• **DATA TO EXAMINE**
- Opening Delimiter -
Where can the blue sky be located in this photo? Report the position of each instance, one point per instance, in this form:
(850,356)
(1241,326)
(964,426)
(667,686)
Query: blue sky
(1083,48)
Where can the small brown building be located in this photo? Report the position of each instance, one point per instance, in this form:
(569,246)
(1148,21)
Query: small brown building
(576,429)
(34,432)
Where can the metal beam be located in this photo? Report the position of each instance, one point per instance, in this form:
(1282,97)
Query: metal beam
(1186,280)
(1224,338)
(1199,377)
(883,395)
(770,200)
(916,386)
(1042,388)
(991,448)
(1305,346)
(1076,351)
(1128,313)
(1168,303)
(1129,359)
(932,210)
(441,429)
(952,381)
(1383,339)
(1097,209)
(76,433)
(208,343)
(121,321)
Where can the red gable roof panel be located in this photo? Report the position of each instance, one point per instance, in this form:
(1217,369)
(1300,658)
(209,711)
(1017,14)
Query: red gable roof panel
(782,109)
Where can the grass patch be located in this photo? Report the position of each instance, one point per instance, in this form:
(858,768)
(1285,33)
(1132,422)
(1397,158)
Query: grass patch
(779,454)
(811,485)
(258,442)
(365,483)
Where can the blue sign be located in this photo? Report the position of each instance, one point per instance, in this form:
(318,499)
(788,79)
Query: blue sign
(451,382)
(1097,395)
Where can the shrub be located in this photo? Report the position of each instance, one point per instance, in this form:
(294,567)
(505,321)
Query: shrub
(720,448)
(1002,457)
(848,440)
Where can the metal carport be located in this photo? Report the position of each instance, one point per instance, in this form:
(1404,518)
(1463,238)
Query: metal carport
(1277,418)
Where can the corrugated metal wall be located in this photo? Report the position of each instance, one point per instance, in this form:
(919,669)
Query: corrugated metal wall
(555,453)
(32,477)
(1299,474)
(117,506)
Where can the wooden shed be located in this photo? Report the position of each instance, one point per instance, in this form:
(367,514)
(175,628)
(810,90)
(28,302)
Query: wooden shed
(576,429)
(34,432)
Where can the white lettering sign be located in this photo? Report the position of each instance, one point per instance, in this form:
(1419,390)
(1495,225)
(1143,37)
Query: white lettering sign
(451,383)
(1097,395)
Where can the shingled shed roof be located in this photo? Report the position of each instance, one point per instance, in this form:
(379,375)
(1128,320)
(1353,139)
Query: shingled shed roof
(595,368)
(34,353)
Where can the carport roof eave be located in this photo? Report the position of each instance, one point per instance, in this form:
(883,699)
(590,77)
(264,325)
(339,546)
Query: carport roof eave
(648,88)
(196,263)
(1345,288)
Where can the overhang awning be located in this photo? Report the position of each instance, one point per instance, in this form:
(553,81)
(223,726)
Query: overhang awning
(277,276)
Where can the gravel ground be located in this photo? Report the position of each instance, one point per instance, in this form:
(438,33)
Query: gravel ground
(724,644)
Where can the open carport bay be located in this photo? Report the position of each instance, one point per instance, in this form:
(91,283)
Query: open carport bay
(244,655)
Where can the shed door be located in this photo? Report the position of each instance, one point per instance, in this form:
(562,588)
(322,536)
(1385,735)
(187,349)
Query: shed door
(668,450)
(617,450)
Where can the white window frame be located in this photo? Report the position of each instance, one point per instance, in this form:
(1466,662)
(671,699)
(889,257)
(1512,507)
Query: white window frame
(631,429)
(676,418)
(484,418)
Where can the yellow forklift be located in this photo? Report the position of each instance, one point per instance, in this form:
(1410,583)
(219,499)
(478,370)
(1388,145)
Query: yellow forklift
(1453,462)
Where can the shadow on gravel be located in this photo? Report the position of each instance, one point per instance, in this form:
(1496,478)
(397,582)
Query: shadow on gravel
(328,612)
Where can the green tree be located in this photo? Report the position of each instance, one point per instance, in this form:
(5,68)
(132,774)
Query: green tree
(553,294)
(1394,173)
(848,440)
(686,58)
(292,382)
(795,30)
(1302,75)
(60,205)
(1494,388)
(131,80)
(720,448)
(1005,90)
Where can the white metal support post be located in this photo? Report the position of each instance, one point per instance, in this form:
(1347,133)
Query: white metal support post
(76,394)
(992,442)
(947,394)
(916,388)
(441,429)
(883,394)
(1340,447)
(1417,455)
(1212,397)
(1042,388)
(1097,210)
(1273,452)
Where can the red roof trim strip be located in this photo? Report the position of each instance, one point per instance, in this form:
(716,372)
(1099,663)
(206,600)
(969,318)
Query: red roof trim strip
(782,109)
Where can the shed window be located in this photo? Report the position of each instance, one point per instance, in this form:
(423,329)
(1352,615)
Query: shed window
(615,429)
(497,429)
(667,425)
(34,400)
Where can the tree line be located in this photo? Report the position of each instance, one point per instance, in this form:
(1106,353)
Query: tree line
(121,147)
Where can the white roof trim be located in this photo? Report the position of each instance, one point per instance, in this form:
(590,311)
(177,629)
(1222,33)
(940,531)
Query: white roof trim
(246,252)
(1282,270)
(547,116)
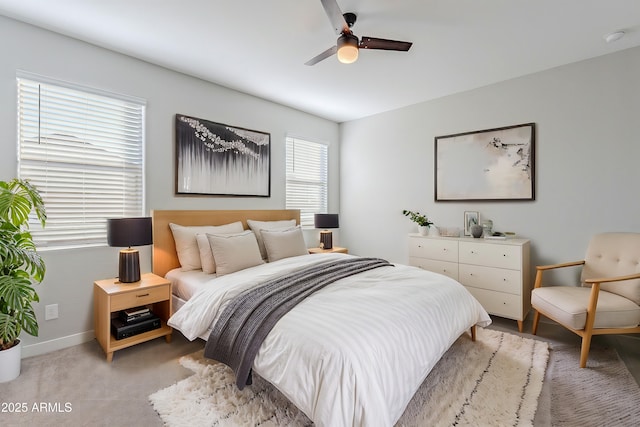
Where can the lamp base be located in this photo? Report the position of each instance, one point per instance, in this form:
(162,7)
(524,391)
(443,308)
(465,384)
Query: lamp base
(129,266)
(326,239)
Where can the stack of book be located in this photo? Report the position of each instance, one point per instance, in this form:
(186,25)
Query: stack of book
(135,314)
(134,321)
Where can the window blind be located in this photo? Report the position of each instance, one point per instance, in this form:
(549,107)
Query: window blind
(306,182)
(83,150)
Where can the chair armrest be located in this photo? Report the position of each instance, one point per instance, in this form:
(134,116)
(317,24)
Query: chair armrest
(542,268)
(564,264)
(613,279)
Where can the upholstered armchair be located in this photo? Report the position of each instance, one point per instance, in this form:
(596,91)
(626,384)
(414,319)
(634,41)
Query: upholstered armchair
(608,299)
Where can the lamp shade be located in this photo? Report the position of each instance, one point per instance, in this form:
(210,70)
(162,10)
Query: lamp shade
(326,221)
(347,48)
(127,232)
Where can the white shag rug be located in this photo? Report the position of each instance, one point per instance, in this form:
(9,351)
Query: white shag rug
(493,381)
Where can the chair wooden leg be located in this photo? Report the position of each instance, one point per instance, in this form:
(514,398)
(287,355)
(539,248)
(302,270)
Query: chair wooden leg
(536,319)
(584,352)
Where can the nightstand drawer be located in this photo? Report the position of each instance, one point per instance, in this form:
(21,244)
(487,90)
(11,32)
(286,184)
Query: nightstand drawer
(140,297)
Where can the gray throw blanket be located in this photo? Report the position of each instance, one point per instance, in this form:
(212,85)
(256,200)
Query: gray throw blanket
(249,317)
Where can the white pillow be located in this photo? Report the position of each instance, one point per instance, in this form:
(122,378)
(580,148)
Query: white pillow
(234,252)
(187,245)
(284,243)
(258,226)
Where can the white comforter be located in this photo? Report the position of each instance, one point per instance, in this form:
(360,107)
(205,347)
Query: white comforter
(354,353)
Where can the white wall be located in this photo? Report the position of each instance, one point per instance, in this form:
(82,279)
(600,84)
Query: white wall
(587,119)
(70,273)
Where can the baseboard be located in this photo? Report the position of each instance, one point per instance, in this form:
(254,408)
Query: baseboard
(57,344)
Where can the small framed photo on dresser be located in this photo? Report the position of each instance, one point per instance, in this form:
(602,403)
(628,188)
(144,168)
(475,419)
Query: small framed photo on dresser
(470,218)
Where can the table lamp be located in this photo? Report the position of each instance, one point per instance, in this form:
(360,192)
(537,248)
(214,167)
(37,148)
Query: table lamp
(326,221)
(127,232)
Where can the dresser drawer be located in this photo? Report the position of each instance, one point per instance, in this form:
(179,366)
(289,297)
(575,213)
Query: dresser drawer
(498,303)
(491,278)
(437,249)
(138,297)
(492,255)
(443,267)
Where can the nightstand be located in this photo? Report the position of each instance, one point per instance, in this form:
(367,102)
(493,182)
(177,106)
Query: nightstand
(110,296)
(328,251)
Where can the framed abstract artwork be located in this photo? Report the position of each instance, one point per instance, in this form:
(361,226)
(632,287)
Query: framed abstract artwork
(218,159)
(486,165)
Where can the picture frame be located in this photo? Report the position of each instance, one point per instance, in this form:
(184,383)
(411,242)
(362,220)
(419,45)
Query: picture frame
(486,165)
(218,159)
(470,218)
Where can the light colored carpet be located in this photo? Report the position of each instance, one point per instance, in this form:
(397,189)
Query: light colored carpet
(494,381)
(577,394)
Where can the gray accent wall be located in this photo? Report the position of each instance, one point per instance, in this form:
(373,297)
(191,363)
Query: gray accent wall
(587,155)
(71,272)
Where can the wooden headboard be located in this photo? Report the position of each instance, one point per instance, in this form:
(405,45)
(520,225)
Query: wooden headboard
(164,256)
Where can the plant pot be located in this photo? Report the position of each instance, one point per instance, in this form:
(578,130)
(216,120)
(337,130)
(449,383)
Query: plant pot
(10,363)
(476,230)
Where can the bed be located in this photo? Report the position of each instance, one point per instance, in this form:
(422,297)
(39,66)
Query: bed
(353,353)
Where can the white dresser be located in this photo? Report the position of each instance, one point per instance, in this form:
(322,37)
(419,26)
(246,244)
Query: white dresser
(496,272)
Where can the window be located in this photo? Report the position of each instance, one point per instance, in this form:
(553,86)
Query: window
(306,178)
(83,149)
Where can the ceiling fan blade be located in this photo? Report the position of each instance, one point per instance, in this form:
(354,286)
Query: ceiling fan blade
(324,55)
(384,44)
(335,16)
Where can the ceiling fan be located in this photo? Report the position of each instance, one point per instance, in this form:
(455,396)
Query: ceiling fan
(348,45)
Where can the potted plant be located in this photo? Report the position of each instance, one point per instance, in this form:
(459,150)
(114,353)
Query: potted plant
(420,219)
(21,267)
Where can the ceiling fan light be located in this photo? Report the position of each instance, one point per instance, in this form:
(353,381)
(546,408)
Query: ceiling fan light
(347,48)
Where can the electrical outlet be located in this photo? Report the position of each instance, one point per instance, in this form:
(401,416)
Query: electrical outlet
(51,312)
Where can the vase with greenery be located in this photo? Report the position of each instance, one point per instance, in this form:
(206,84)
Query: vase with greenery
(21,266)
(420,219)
- Closing Delimiter -
• **WHAT IS REQUIRED**
What you return must be the line that contains "Where can the ceiling fan light" followed by every remaining line of the material, all exactly as written and nothing more.

• **WRITTEN RESPONSE**
Where can the ceiling fan light be located in this photo? Report the position of each instance, one point per instance, in this form:
(353,381)
(546,408)
Query: ceiling fan light
(347,48)
Where can the electrical outlet be located in this photo? Report the position of each instance, one point per instance, in this form:
(401,416)
Query: electrical outlet
(51,312)
Where can the vase with greenery be located in this photo? Report the position of each instance, one point per instance, in this form:
(206,84)
Query: vase with greenery
(21,266)
(420,219)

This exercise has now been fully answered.